■ TEXT PASSAGE:
WAILIN: Jim marketed his ice carvings to banquet halls, restaurants and hotels — places that held upscale events but didn’t have chefs on staff that knew how to carve ice. And then even the high-end hotels, the industry where Jim got his training, took notice. Here’s Chef Chris Koetke, vice president of the school of culinary arts at Kendall College in Chicago. He used to work at Nadeau’s Ice Sculptures and Jim also taught ice carving at Kendall College for several years.

CHRIS KOETKE: People in the hotels start to say, well, why do we want people who carve ice, you know? It’s messy to do in a hotel. The results aren’t always so great. There’s a liability of power tools and chainsaws and why do we want that when we can go buy this ice that people like Jim make, which are just spectacular. They’re beautiful. Everybody outsources it now. So that’s been in the space of 40 years, a huge transformation in the world of ice carving.

WAILIN: Nadeau’s Ice Sculptures was among the first standalone ice carving shops to open, and Jim helped catalyze this shift away from hotel and country club kitchens and toward specialty businesses like his. By 1988, Jim was doing well enough to get his own building and start making ice in house.

JIM: We’re like ice farmers here, and this is only a portion of it. This is 15 tanks and we have more in the back. I don’t know where we are with this. Let’s just open up this tank just for the heck of it and see where we are. All right, here’s an example where we have product frozen inside…

WAILIN: In Jim’s business, the ice has to be absolutely transparent — so crystal clear that when he freezes paper currency inside a block of ice, you can read the serial numbers on the bills. That burbling water sound is produced by something called a Clinebell machine, which uses a pump to keep the water in the tank circulating and allows air to escape so there’s no cloudiness. The ice freezes slowly from the bottom up, taking four days to make a 300-pound block.

■ TASKS FOR THIS EXERCISE:
1. From the ice carving transcript, extract the passage starting with "CHRIS KOETKE: People" and going on through "of ice carving.".
2. Answer these questions using the ice carving transcript:
(a) In what year was Jim able to get his own building and start making ice in house?
(b) What machine keeps the water in the tank circulating?
(c) How many days does it take to make a 300-pound block?

■ SUPPLIED INFORMATION:

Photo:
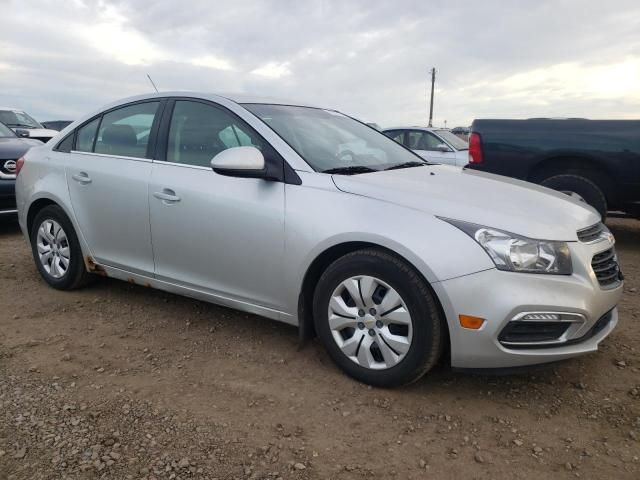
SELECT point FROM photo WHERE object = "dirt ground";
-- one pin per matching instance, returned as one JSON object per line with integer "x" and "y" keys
{"x": 117, "y": 381}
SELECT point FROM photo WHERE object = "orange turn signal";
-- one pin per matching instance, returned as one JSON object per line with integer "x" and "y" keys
{"x": 471, "y": 322}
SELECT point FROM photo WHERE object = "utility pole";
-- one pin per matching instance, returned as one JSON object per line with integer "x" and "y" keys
{"x": 433, "y": 83}
{"x": 154, "y": 85}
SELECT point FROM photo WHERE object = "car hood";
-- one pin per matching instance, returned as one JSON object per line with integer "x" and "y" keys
{"x": 477, "y": 197}
{"x": 13, "y": 148}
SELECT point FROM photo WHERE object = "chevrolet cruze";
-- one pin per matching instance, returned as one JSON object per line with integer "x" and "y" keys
{"x": 266, "y": 206}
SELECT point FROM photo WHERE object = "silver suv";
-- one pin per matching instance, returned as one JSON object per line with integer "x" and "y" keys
{"x": 306, "y": 216}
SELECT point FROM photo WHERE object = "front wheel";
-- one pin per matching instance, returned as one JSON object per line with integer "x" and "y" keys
{"x": 378, "y": 318}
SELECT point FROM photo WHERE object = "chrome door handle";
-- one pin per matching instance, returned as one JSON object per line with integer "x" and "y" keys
{"x": 167, "y": 195}
{"x": 82, "y": 178}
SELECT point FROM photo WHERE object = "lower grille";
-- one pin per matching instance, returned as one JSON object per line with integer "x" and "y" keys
{"x": 592, "y": 233}
{"x": 605, "y": 266}
{"x": 525, "y": 335}
{"x": 531, "y": 332}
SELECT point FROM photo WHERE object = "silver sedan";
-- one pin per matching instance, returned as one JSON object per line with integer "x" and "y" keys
{"x": 304, "y": 215}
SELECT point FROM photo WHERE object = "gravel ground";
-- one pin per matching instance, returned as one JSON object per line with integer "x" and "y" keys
{"x": 117, "y": 381}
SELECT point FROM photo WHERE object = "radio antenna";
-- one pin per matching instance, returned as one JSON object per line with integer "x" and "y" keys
{"x": 154, "y": 85}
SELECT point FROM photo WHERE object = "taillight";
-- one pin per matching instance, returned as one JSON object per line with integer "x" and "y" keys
{"x": 475, "y": 148}
{"x": 19, "y": 164}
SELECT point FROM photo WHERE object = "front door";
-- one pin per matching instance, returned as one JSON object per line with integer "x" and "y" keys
{"x": 108, "y": 175}
{"x": 218, "y": 234}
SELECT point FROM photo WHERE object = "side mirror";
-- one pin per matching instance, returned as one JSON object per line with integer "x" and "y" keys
{"x": 247, "y": 162}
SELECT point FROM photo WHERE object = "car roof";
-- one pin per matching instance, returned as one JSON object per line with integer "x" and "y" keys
{"x": 414, "y": 127}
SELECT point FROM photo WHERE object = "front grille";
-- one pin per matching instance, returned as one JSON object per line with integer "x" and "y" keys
{"x": 605, "y": 266}
{"x": 592, "y": 233}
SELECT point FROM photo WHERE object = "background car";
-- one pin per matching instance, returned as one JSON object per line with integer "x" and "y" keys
{"x": 56, "y": 124}
{"x": 25, "y": 125}
{"x": 12, "y": 148}
{"x": 594, "y": 161}
{"x": 436, "y": 145}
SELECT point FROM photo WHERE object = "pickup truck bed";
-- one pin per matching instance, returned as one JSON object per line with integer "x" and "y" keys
{"x": 595, "y": 160}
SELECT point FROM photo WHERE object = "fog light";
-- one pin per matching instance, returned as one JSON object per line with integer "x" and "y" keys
{"x": 471, "y": 322}
{"x": 541, "y": 316}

■ TASK RESULTS:
1.
CHRIS KOETKE: People in the hotels start to say, well, why do we want people who carve ice, you know? It’s messy to do in a hotel. The results aren’t always so great. There’s a liability of power tools and chainsaws and why do we want that when we can go buy this ice that people like Jim make, which are just spectacular. They’re beautiful. Everybody outsources it now. So that’s been in the space of 40 years, a huge transformation in the world of ice carving.

2.
(a) 1988
(b) A Clinebell machine
(c) Four days